## What to produce
Do these statements agree with the forum reply on skill rankings below? 1. Each company's response ranks only 7 of the 27 skills. 2. The writer can provide references to the statistical literature. 3. The writer treats the problem as one of multiple responses.

## Source text

┌────────

The example of the 3 companies did not come through in your message.
If I understand the data, each company ranks the 7 skills that it
considers most important, assigning a score of 1 to the most important
and so on to the score of 7 for the 7th most important (and a score of
0 for the 20 skills that it considers less important).  Or does the
order run from 7 to 1 (see below)?

Thus, each company's response is a ranking (but of only 7 of the 27
skills).  Your problem is not one of multiple responses (as when the
instruction says, "Choose all that apply.").

I have not worked with such data on rankings, and I can't provide
references to the statistical literature.  (I'm curious, though, and
will look when I get a chance.)  One complication is that, within a
company, the 7 scores are correlated.  Another issue is that a
company's scores provide an ordering, but not a measure of importance
on some absolute scale (such a measure would make the analysis
easier).

A preliminary analysis could ignore the correlation and average the
companies' scores for each skill (including the 0s, but since 0 is
less than 1, the most important skill should have a score of 7).

└────────

## Data provided
┌────────

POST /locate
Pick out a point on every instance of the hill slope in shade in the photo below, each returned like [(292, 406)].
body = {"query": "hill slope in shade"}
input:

└────────

## Task answer
1. Yes: "each company's response is a ranking (but of only 7 of the 27 skills)."
2. No: "I can't provide references to the statistical literature."
3. No: "Your problem is not one of multiple responses"